• [DOCUMENT SEGMENT]

§ §

For Megan Chambers, co-manager of the Laundry, Distribution and Food Service Joint Board, with the labor union Workers United, the fight against FDR Services Corp is far from over.
“Our message to [laundry facilities like FDR Services Corp] is we're not going to forget this. You have to fix this until our members have fair contracts with union health insurance and pay and protections like others in this industry,” said Chambers. “We are not going away.”
Meanwhile, some legislative efforts to support workers in laundry and other industries have sputtered — like the New York state SWEAT Act, which would help protect workers from wage theft. That bill has been stuck in senate committee limbo since 2023.
But a couple of recent state laws offer hope. In 2023, New York Governor Kathy Hochul signed two bills, one that expanded which workers can access wage payment protections, and another that elevates wage theft to a crime of larceny.
“Unity is strength.”
While the laundry industry tends to attract immigrant workers, it also attracts the immigrant entrepreneurs who own and run many of New York City and surrounding area’s mom and pop laundromats.
Many of those business owners are Asian, with a significant number of Chinese owners — a community that turned to running laundry operations while being blocked from other jobs due to discrimination during the Chinese Exclusion Act era which continued until the mid 1900s.
Beatriz Ramirez stands at the entrance to a laundromat in Jamaica, NY, on July 9, 2025. / Kelly Kimball for More to Her Story
Today, owning and running a laundromat is, on average, a profitable business, said Brian Wallace, president and CEO of CLA, The Laundry Association — a group that advocates for laundromat owners and the industry as a whole. The small business owners see an average 20-25 percent profit after the initial investment is paid off, said Wallace in a phone interview.
When asked what CLA is doing to combat wage theft in the industry, Wallace said he didn’t “agree with the premise” that mom-and-pop operations are regularly violating labor laws.

§ §

• [EXERCISE DATA]
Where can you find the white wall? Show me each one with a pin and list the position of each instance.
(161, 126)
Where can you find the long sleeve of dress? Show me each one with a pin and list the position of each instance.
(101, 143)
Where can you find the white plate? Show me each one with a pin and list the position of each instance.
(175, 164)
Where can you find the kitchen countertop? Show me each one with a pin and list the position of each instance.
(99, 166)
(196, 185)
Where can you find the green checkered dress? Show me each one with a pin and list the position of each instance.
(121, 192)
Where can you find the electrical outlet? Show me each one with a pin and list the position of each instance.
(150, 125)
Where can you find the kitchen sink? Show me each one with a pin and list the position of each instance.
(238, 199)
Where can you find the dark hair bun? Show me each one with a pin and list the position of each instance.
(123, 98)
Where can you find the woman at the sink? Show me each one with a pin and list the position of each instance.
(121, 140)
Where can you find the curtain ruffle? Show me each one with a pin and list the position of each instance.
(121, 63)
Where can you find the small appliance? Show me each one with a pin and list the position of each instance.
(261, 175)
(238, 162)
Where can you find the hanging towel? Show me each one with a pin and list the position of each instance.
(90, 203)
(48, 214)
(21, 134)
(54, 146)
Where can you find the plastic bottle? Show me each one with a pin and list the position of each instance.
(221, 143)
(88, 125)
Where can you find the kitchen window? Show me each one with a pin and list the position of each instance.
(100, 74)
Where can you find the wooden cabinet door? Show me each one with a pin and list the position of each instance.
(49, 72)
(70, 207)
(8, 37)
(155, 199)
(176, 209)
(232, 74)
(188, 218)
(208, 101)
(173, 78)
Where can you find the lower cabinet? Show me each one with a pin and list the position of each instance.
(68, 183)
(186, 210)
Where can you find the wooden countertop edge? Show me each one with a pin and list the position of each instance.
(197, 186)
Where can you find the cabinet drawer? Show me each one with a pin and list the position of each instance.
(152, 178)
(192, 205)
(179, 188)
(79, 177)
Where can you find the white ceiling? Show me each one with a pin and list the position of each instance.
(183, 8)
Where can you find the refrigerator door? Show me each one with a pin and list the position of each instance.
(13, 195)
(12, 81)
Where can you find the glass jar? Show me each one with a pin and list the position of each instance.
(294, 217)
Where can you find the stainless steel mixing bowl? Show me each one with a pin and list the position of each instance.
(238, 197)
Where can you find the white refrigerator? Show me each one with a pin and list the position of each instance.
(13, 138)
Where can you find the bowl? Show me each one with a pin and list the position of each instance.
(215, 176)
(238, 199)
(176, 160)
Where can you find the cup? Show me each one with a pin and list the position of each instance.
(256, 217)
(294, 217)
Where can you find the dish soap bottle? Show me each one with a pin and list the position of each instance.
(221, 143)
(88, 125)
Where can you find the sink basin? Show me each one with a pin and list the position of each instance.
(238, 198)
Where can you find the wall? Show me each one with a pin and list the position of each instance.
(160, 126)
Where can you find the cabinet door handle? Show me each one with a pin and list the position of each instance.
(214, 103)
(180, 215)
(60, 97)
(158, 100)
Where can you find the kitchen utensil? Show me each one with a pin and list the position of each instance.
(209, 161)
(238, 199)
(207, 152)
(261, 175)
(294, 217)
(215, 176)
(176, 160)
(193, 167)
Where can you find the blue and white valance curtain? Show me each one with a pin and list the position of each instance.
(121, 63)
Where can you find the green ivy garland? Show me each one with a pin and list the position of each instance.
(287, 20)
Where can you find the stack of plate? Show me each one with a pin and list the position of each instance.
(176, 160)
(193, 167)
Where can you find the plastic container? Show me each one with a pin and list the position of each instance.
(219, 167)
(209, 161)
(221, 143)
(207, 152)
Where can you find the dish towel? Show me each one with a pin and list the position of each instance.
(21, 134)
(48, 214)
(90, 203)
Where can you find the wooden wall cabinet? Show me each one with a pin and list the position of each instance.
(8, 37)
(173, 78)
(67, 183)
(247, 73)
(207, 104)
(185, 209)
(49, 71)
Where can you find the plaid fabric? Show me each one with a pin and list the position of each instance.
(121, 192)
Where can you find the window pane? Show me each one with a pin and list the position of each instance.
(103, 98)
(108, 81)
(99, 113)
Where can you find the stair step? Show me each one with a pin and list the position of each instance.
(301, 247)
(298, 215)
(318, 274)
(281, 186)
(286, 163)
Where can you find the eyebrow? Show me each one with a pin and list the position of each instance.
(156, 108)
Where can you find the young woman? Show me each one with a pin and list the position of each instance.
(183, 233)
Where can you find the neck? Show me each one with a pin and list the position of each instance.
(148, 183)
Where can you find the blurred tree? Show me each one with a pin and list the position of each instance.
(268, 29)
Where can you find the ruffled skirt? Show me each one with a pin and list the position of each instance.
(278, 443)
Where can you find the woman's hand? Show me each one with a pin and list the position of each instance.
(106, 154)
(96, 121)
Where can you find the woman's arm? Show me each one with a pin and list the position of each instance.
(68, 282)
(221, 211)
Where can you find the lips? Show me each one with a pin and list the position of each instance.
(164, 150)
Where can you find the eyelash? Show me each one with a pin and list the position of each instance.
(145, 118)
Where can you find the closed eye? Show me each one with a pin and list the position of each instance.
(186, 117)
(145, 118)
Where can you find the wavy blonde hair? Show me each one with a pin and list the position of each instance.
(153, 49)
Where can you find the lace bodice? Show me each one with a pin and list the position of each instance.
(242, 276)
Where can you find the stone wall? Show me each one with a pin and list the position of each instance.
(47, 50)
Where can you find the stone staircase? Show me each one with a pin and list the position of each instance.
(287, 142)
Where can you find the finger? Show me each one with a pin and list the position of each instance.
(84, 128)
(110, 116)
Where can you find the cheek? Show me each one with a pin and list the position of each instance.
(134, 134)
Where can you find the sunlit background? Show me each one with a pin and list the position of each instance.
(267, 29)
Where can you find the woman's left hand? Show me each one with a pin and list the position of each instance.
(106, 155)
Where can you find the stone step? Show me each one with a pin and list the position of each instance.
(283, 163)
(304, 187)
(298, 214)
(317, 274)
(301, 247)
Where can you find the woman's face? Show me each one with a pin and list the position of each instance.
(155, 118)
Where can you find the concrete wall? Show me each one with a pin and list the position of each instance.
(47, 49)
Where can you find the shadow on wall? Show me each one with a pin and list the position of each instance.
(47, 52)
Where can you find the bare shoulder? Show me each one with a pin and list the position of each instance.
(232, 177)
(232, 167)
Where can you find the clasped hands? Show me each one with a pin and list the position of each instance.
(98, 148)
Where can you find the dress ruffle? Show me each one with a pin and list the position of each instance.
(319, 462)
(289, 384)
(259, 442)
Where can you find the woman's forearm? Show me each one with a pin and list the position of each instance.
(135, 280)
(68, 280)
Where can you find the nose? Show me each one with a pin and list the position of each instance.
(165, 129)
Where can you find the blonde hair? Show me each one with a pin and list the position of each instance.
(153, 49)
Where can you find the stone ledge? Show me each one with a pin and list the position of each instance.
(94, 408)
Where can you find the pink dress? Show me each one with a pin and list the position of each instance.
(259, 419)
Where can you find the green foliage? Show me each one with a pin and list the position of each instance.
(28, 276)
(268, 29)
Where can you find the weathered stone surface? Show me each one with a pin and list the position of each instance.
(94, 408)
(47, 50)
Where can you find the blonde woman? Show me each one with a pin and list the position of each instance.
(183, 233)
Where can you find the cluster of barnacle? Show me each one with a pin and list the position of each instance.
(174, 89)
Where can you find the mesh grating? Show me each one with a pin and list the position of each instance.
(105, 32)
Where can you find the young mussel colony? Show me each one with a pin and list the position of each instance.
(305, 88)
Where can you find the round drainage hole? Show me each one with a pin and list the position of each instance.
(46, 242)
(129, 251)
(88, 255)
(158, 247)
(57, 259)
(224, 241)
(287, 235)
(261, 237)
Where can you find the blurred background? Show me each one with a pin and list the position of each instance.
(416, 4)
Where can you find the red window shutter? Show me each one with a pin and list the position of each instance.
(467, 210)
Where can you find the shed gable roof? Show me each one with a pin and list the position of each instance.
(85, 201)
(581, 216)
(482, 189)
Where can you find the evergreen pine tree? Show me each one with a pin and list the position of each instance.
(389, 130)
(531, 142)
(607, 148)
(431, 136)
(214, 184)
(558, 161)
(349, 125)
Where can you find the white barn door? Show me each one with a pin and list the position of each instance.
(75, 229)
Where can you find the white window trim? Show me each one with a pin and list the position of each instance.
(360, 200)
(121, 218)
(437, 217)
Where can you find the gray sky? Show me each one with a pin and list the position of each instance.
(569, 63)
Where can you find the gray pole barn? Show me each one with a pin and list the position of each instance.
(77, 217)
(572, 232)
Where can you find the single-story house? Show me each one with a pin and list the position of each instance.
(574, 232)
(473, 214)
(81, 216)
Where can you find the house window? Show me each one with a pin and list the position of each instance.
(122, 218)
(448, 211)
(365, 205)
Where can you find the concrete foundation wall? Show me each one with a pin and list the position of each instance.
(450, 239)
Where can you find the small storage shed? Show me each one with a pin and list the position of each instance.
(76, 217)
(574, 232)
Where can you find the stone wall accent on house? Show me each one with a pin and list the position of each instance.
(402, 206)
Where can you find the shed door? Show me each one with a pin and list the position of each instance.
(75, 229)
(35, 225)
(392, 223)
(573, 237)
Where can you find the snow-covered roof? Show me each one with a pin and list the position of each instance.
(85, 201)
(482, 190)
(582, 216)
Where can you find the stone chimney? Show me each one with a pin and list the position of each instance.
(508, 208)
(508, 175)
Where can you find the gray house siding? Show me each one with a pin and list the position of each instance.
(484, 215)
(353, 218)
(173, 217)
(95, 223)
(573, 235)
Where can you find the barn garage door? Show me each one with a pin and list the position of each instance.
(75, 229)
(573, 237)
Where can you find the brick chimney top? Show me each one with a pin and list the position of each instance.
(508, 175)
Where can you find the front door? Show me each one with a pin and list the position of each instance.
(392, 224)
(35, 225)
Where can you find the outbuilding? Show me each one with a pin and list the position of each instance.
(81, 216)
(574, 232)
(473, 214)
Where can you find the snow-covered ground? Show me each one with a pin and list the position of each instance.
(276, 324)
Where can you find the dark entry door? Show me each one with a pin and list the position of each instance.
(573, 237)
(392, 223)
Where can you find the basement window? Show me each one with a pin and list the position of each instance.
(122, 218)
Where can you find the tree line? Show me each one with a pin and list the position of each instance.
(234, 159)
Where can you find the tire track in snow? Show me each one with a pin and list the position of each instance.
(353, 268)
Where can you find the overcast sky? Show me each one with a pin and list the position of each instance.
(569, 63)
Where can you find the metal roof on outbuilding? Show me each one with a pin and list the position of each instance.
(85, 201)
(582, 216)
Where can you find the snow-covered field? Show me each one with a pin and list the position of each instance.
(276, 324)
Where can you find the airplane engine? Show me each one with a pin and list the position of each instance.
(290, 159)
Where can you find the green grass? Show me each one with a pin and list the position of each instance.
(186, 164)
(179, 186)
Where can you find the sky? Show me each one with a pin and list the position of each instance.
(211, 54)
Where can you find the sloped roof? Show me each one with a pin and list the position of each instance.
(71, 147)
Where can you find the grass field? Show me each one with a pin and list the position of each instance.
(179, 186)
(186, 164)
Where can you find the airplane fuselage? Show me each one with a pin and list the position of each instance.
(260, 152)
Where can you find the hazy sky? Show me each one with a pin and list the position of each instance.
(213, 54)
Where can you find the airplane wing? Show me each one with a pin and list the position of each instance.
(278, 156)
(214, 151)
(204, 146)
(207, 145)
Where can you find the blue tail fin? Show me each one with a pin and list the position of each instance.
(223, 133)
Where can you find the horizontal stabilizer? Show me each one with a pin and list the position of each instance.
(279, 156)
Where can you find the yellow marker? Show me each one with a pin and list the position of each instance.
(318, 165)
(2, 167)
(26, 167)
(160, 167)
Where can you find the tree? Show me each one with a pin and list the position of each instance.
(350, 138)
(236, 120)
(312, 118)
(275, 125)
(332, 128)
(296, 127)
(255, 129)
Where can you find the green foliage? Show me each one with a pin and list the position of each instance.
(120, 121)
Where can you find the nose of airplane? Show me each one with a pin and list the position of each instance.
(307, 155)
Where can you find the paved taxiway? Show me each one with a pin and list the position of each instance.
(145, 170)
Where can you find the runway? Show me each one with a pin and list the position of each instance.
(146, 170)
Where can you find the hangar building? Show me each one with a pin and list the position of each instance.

§ §

• [WORK INSTRUCTION A] According to the laundry-industry article, what average profit do small laundromat owners see once their initial investment is paid off?
• [WORK INSTRUCTION B] Reproduce the laundry-industry article word for word, starting at "But a couple" and running up to and including "and pop laundromats.".
• [WORK INSTRUCTION C] Carry the laundry-industry article forward from where it stops.

• [ANSWER BOX A] An average of 20–25 percent.

• [ANSWER BOX B]
But a couple of recent state laws offer hope. In 2023, New York Governor Kathy Hochul signed two bills, one that expanded which workers can access wage payment protections, and another that elevates wage theft to a crime of larceny.
“Unity is strength.”
While the laundry industry tends to attract immigrant workers, it also attracts the immigrant entrepreneurs who own and run many of New York City and surrounding area’s mom and pop laundromats.

• [ANSWER BOX C]
But in 2023, neighboring New Jersey’s wage and hour division partnered directly with his organization to educate laundromat owners on workers rights. The move came after state investigators visited 20 retail laundromats finding that workers were owed $56,000 in stolen wages, and that many workers had not received their earned sick leave. Investigators discovered wage and hour violations at all but one of the retail laundry locations.
Wallace added that members of the CLA want fair competition. “If they’re running their business in a professional manner and they have a competitor who's paying under the table or otherwise, skirting the statutory requirements, that's simply not a fair playing field.”
Whether or not laundromat owners truly want that equitable environment, Rosanna Rodríguez of the Laundry Workers Center said wage and rights violations continue.
For Ramirez, standing up to those violations was worth it. Her lawsuit against New Giant Laundromat led to a settlement that secured her back pay and her job reinstatement. Now she has returned to the very place where she first faced injustice.
Meanwhile, Ramirez has become a powerful voice within the Laundry Workers Center. Traveling across the city’s laundromats, she shares vital information, listens to women’s stories, and inspires other mothers and breadwinners to find their own courage and speak out.
On working with others to secure rights for women like herself, she says, “Que la unión hace la fuerza. Ah, y si se puede!” — “Unity is strength. And yes, it’s possible.”
*Names have been changed to protect the identity of sources.